◆ TEXTE FOURNI
Afin de faire passer la pilule, Manuel Valls déclare que « la sécurité c’est la liberté », sans sourciller ni même être gêner par une telle absurdité.  Il faut dire qu’avec  ses connivences avec la bande à Bauer (expert en criminologie, proche de Manuel Valls depuis longtemps, tous deux issus de la gauche Rocardienne anti-communiste), le tout sécuritaire a de beaux jours devant lui !  Sans oublier que certains de ces « criminologues » sont carrément issus de groupuscules d’extrême droite. Bref la sécurité c’est aussi du business, en plus d’un contrôle de masse, que des avantages ! On voit donc un glissement vers la droite de quasiment tout le spectre politique, qui nous rappelle que même si le FN n’est pas au pouvoir, ses idées elles sont plus que jamais présentes dans la société française, ce qui constitue une victoire pour lui.

◆ CONSIGNE A
Traduisez en anglais cette phrase du texte fourni : « Sans oublier que certains de ces « criminologues » sont carrément issus de groupuscules d'extrême droite. »
Le texte et les enregistrements n'ont aucun rapport entre eux.

◆ ENREGISTREMENTS FOURNIS
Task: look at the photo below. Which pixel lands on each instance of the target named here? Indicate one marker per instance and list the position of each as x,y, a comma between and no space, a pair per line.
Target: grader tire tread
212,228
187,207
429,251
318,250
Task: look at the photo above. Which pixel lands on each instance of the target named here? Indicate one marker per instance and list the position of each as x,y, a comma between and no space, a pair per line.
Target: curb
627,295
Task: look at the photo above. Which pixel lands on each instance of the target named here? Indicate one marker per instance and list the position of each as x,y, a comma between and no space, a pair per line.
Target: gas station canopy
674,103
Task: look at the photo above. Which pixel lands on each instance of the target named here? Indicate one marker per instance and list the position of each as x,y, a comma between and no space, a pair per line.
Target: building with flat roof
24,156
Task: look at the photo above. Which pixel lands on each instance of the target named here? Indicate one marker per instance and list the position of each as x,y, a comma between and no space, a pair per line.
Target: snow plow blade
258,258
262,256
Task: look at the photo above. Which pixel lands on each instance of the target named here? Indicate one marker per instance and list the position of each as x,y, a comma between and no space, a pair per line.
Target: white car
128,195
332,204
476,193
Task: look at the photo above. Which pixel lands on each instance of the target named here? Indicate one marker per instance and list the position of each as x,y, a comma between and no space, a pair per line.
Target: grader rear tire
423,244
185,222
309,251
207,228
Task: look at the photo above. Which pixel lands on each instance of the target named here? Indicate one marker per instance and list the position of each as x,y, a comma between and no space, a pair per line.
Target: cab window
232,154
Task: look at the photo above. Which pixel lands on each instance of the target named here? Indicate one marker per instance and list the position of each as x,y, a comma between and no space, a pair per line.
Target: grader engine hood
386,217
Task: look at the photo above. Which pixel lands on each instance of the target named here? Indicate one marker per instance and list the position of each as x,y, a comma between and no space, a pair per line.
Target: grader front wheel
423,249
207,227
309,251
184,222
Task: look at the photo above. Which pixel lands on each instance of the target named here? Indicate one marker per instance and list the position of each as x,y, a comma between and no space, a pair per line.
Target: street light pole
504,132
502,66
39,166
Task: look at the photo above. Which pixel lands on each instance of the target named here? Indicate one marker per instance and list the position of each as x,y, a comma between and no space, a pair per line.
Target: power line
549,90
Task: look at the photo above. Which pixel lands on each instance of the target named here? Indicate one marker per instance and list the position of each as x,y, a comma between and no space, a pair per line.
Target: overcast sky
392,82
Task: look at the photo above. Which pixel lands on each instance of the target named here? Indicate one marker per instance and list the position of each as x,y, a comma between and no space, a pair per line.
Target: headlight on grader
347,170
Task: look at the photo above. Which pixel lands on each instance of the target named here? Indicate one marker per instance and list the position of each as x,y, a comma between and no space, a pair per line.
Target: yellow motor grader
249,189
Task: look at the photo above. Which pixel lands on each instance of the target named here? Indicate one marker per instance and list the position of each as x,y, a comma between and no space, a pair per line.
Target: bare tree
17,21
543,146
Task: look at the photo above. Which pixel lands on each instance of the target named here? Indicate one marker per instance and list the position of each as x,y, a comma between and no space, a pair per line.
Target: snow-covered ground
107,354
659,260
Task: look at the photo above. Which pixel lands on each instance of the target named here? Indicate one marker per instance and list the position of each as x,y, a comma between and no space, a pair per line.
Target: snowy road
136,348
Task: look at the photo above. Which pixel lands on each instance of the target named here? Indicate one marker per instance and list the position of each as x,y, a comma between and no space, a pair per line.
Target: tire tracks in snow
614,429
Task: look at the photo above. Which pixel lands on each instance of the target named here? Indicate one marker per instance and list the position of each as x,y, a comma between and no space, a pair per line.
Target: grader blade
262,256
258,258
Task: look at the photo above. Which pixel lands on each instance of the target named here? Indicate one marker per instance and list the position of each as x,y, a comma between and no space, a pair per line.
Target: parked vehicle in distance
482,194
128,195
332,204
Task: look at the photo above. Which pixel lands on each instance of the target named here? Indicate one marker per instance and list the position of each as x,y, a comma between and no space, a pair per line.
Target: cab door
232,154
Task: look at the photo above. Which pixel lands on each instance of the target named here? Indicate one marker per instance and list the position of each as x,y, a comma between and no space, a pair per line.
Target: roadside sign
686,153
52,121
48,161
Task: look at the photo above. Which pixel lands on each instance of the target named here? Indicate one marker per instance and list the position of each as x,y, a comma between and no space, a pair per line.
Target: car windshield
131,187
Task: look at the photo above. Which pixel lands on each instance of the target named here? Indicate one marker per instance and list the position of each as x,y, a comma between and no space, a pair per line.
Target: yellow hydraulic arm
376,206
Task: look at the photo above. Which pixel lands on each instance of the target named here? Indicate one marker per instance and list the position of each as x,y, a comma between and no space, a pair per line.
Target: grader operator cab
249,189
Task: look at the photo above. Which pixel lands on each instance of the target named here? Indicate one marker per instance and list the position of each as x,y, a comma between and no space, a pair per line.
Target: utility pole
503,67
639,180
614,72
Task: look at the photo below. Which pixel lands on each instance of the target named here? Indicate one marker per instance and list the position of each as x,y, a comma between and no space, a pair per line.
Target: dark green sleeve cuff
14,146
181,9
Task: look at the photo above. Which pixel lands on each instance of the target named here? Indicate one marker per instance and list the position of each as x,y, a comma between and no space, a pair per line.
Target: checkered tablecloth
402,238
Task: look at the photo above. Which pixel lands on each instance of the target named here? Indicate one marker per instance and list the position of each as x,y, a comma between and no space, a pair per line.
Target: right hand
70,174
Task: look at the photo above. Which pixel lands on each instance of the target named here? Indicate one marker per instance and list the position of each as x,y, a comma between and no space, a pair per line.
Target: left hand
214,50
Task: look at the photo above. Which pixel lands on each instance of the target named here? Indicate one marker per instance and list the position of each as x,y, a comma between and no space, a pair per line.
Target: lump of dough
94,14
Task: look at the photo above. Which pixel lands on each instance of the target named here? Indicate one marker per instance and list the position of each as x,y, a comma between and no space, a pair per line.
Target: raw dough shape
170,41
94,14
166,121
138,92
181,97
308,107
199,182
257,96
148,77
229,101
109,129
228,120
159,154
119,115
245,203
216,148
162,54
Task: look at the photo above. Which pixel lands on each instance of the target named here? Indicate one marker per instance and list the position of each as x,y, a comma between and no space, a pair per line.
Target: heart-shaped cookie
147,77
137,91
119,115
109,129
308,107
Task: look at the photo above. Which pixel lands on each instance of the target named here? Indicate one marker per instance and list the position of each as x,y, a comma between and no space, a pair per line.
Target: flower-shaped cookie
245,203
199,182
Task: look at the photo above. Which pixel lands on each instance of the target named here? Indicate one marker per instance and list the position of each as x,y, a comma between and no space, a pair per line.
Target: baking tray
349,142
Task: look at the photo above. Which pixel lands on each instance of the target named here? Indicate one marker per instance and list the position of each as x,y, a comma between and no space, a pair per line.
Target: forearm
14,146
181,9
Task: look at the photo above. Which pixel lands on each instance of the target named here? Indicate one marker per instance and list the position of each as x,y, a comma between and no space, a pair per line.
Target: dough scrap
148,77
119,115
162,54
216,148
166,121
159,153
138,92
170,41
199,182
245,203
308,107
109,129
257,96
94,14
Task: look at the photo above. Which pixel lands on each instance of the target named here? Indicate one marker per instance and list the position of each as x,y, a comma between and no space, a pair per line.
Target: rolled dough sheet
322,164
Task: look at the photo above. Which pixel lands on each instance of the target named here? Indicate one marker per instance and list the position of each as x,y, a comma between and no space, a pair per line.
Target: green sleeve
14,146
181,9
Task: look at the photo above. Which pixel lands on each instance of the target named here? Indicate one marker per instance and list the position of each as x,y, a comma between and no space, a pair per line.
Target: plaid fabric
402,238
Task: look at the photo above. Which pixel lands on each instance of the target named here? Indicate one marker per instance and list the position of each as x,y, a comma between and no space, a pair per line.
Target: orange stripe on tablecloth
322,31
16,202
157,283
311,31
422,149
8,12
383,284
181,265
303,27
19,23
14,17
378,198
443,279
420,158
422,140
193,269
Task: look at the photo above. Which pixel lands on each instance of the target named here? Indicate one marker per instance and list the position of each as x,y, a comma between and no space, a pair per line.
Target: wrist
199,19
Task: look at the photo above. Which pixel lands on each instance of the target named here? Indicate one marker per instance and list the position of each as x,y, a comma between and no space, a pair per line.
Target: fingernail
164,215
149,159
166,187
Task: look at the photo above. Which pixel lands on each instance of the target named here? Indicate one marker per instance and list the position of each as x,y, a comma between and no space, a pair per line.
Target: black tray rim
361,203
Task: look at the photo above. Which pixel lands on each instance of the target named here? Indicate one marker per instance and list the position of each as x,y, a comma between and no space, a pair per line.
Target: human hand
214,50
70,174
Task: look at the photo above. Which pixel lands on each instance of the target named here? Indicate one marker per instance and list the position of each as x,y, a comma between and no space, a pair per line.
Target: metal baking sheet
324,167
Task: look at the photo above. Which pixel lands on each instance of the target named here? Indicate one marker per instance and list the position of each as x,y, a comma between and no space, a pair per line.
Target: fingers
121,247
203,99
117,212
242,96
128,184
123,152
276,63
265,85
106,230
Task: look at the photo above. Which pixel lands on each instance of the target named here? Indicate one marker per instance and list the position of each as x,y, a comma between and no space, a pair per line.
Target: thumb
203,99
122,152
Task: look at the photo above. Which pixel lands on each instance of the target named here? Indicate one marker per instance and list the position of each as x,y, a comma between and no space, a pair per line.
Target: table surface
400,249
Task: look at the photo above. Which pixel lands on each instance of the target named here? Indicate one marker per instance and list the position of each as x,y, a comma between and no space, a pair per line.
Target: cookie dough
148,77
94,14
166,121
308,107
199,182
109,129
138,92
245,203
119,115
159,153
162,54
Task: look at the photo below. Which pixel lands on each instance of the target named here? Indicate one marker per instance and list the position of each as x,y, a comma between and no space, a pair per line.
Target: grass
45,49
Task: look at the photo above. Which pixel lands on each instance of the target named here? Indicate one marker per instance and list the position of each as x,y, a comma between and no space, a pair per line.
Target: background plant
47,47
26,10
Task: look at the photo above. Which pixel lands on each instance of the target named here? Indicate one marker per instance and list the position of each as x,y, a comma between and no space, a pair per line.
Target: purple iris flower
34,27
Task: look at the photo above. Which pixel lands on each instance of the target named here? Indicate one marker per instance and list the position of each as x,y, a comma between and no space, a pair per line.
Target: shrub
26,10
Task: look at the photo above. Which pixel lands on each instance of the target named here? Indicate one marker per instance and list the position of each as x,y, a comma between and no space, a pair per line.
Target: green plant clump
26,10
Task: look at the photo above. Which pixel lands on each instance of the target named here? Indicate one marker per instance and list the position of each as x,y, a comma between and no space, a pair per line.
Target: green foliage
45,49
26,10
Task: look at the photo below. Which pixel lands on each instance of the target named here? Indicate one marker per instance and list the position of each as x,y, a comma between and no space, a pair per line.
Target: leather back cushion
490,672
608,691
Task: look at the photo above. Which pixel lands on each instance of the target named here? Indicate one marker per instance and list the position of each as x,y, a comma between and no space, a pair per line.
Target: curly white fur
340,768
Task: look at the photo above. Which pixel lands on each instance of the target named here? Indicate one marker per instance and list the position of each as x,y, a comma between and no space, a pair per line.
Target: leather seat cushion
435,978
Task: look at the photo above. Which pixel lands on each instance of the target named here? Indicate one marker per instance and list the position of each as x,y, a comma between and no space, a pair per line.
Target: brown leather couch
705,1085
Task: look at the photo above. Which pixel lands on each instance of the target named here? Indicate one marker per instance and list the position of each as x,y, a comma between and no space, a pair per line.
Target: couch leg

◆ CONSIGNE B
Extrayez des enregistrements chaque ligne qui contient la chaîne « baking ».

◆ RÉPONSE ATTENDUE A
Not to mention that some of these "criminologists" come straight out of far-right fringe groups.

◆ RÉPONSE ATTENDUE B
Target: baking tray
Target: metal baking sheet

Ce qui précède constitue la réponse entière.